**What needs to be done:** The records that follow are to be transcribed in full, leaving out each picture.

**Extracted records:**
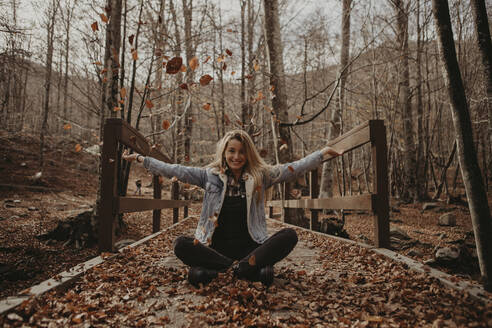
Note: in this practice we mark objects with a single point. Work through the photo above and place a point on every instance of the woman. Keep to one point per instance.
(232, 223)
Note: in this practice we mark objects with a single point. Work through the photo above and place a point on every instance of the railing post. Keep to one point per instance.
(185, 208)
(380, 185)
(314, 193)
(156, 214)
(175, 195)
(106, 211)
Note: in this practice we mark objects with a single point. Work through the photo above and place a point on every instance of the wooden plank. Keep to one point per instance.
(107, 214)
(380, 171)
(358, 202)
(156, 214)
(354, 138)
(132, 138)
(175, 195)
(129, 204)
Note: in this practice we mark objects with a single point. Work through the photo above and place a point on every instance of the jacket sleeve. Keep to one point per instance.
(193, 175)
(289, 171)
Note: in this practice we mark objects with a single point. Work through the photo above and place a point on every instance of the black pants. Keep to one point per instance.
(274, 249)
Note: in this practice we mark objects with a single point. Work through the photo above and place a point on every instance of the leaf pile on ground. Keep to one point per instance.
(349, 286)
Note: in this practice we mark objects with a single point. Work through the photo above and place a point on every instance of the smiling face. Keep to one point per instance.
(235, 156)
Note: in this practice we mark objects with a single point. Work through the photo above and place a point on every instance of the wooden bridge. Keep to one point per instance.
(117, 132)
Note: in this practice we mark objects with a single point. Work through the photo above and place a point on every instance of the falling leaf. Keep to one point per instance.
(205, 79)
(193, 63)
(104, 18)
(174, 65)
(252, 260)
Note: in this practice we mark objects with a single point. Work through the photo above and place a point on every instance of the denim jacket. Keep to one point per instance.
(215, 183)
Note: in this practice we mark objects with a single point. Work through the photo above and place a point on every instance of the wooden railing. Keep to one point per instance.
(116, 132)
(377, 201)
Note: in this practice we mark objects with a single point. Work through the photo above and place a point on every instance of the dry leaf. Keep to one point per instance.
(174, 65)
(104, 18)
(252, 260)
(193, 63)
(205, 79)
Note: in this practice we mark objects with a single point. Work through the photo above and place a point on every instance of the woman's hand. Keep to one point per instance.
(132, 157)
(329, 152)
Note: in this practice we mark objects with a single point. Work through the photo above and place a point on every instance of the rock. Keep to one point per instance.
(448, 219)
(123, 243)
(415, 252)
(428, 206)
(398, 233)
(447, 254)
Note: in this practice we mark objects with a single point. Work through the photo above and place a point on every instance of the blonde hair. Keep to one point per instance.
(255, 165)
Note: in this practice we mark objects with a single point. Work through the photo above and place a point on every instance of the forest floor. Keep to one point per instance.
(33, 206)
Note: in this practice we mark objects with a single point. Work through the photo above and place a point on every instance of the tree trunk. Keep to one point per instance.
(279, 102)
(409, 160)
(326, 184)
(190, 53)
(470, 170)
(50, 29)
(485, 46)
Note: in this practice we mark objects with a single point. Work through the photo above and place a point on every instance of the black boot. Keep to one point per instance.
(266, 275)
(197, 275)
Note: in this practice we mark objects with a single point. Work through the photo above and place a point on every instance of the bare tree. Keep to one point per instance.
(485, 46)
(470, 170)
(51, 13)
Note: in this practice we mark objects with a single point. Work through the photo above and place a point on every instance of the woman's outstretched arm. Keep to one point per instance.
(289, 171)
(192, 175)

**Exercise response:**
Note: in this practice we mark objects with a single point. Work through the photo above and place a point on every instance of the woman. Keep to one point per instance.
(232, 223)
Note: in this practice we mark objects with a single point. Work through the photo above and place a point on every instance of the railing post. Keep to one point per instance.
(185, 208)
(380, 185)
(314, 193)
(156, 214)
(175, 195)
(106, 211)
Note: in this practice we mark objects with a single point. Work through the photo above and place a point on every instance of the wooden plank. Keep to one point per instance.
(107, 214)
(380, 171)
(358, 202)
(156, 214)
(354, 138)
(132, 138)
(175, 195)
(129, 204)
Note: in this practice we mark objects with a single point. Work through the photo above and place a point on every instance of the jacket sleeve. Keep to one point per instance.
(193, 175)
(289, 171)
Note: in this practice we mark objects with a single point. Work through the photo above and place a point on every instance of the black pants. Keep to one point per instance.
(274, 249)
Note: in this practice we mark objects with a single point. Work through the photo above and place a point on every instance of the leaf pile on ground. Keep to one point per instance.
(349, 286)
Note: in this practice we mark objects with a single point. Work through the photo above and place a point on every instance of the smiling face. Keep to one point per instance.
(235, 156)
Note: in this practice we mark objects with a single point. Work through the photo above and place a point on every instance of the wooden bridge. Keep to one point per instance.
(117, 132)
Note: in this practice we mark objects with a single point. Work through the photo above and place a point on every instance of the falling leaf. Keep to one point per instance.
(205, 79)
(193, 63)
(104, 18)
(174, 65)
(252, 260)
Note: in this practice we mark objects with a single point. Work through the photo above and place a point on every instance of the denim jacket. Keep to one point per instance.
(215, 183)
Note: in this practice we mark objects with a single point. Work through the photo above and place a point on every instance of the wooden railing. Keep to one point per instance.
(116, 132)
(377, 201)
Note: in this practice we mark objects with a single point. Work through the photo above and place a point on every instance of the dry leaf. Keep to one point per instance.
(174, 65)
(104, 18)
(252, 260)
(193, 63)
(205, 79)
Note: in this practice we mark objects with a single point. Work through the photo above and place a point on every instance of the woman's hand. Keep to one point per instance.
(132, 157)
(329, 152)
Note: in this practice we mark objects with a single point. Work through the photo above and place a point on every instance of the rock. Keep to one point per instance.
(448, 219)
(123, 243)
(415, 252)
(428, 206)
(398, 233)
(447, 254)
Note: in this practice we mark objects with a single point. Work through the photo above and place a point on every instance of the blonde hair. Keep to one point per instance.
(255, 165)
Note: in this practice we mark objects with a single point. Work through the photo above and place a point on every instance of the forest floor. Keep to one point per instance.
(33, 206)
Note: in this practice we mark objects with a single point. Work through the photo above and place a point on every instance of the tree trunk. Keep to one point per instance.
(279, 102)
(409, 160)
(326, 184)
(190, 53)
(470, 170)
(50, 29)
(485, 46)
Note: in this practice we mark objects with a single point. Work through the photo above and place a point on every instance of the black boot. Keep to one point per instance.
(266, 275)
(197, 275)
Note: in this practice we mark objects with a single point. Work through the photo above and place a point on every instance of the bare tree. Keep to one point per instance.
(485, 46)
(470, 170)
(51, 13)
Note: in this practice we mark objects with a single point. Work through the photo above and place a point on every instance of the woman's outstretched arm. Keep to one point per instance.
(289, 171)
(192, 175)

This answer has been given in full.